**Written instruction**.
Quote the lines below exactly, from the one that holds "spout using the picture above." through the final line of the records, and only those.

# Start of The data

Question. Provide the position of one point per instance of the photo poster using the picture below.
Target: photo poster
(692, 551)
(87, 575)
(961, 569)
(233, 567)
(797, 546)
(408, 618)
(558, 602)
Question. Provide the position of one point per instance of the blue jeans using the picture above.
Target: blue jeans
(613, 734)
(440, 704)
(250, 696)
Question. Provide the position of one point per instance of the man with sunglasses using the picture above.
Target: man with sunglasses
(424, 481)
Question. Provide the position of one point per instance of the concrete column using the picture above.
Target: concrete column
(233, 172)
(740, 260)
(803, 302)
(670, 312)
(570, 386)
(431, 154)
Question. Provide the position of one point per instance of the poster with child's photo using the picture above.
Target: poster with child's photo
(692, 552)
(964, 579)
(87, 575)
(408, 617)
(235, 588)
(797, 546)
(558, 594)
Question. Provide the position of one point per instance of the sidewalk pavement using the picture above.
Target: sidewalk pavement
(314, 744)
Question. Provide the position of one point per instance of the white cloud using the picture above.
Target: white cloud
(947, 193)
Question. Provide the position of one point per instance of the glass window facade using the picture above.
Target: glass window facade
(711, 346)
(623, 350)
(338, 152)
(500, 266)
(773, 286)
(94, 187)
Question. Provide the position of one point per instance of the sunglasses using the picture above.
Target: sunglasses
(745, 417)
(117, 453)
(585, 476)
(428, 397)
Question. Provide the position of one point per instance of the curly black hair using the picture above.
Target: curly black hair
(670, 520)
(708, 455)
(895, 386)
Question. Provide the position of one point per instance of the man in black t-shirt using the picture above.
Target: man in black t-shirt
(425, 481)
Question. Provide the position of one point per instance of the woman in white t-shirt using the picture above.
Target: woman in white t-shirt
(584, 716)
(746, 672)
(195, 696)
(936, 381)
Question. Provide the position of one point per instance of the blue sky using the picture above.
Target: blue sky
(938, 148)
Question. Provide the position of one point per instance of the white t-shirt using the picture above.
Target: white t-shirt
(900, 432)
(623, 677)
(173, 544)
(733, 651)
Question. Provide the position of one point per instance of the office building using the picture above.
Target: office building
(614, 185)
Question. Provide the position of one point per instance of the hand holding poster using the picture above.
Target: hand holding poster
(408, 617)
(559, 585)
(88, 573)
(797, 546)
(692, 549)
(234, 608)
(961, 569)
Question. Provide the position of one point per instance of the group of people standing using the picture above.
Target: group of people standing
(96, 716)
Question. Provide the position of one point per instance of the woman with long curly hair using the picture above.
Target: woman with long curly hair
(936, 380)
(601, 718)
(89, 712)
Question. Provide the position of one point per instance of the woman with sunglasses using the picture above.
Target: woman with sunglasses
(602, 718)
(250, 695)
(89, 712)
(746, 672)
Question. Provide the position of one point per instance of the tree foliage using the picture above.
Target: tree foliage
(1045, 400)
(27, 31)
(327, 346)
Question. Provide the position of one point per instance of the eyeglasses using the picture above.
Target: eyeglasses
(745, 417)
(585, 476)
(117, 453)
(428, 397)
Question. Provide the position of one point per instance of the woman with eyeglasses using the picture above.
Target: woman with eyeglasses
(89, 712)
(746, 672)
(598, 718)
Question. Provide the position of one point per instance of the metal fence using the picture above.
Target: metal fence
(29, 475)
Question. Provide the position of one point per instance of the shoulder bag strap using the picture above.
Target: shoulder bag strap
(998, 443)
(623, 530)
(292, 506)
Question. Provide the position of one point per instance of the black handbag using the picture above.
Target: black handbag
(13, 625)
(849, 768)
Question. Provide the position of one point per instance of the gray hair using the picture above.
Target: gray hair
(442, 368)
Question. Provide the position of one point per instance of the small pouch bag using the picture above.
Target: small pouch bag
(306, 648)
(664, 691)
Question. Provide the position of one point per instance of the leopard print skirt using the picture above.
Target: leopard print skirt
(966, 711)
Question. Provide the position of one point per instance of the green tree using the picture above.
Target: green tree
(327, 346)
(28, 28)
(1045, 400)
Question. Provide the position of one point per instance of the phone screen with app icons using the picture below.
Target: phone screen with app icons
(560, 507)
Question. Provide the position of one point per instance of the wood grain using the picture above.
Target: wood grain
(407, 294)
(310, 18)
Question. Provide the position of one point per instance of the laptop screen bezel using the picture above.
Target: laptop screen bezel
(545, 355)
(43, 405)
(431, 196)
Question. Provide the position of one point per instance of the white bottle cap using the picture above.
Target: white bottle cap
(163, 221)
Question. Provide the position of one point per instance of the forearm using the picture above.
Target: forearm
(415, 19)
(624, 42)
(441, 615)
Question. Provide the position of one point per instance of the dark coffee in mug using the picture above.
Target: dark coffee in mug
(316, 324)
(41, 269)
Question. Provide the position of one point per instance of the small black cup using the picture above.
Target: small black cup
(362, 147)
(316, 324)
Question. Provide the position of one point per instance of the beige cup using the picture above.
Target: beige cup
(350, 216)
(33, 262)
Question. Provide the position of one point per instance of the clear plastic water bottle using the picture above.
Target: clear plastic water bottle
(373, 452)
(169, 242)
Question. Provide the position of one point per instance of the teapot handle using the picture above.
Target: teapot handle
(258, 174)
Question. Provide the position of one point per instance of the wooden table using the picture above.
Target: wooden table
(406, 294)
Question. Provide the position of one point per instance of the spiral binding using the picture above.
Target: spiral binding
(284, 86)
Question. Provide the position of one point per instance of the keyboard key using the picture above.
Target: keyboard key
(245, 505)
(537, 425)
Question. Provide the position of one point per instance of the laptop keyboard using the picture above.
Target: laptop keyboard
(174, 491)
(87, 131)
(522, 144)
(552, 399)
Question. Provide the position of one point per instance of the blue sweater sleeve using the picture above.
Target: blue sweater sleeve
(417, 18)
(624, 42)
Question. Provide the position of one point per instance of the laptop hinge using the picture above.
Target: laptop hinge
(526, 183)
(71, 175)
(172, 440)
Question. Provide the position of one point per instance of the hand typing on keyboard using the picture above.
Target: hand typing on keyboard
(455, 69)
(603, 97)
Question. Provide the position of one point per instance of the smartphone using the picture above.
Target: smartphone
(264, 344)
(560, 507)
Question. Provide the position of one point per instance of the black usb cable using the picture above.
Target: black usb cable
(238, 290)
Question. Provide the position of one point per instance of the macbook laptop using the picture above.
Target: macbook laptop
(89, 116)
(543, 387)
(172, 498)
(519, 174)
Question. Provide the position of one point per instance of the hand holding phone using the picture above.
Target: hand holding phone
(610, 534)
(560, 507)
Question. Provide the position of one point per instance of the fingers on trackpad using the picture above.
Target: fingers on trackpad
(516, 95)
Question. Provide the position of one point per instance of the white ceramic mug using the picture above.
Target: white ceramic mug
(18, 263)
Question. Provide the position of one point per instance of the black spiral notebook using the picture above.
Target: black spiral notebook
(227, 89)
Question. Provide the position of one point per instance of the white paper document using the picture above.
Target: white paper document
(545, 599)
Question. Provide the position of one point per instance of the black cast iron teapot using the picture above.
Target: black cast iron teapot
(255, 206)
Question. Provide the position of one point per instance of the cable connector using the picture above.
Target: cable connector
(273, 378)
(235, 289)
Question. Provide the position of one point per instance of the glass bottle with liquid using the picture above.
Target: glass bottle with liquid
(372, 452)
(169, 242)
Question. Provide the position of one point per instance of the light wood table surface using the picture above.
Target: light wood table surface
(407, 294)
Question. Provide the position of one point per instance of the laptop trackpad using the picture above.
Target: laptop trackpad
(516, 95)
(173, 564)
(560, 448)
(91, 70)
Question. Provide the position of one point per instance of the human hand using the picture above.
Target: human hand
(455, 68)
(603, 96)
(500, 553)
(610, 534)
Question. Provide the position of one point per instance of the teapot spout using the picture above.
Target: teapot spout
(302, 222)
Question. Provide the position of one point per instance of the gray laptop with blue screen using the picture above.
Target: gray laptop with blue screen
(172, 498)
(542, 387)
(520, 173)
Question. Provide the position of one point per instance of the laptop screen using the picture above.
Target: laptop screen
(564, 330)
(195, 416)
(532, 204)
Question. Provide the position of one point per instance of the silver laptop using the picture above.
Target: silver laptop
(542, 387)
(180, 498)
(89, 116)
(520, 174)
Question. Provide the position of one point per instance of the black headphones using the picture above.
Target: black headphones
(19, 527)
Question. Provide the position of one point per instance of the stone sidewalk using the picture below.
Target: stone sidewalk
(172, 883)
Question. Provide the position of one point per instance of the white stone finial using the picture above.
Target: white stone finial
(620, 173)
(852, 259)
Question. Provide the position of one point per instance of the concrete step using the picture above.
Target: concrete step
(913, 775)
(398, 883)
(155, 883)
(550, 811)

# End of The data

**Solution to the problem**.
Question. Provide the position of one point per instance of the teapot spout using the picture above.
Target: teapot spout
(302, 222)
Question. Provide the position of one point per instance of the gray laptop with blue screen using the picture above.
Target: gray laptop with blue screen
(172, 498)
(542, 387)
(520, 173)
Question. Provide the position of one point per instance of the laptop screen using the picture above.
Target: laptop screen
(564, 330)
(195, 416)
(532, 204)
Question. Provide the position of one point per instance of the silver laptop using the picture above.
Target: silver laptop
(542, 387)
(180, 498)
(89, 116)
(520, 174)
Question. Provide the position of one point per instance of the black headphones using the picture above.
Target: black headphones
(19, 527)
Question. Provide the position of one point per instance of the stone sidewalk using the picture below.
Target: stone sidewalk
(172, 883)
Question. Provide the position of one point per instance of the white stone finial using the picture above.
Target: white stone finial
(620, 173)
(852, 259)
Question. Provide the position of one point per instance of the concrete step using the picture above.
Target: concrete step
(913, 775)
(398, 883)
(155, 883)
(550, 811)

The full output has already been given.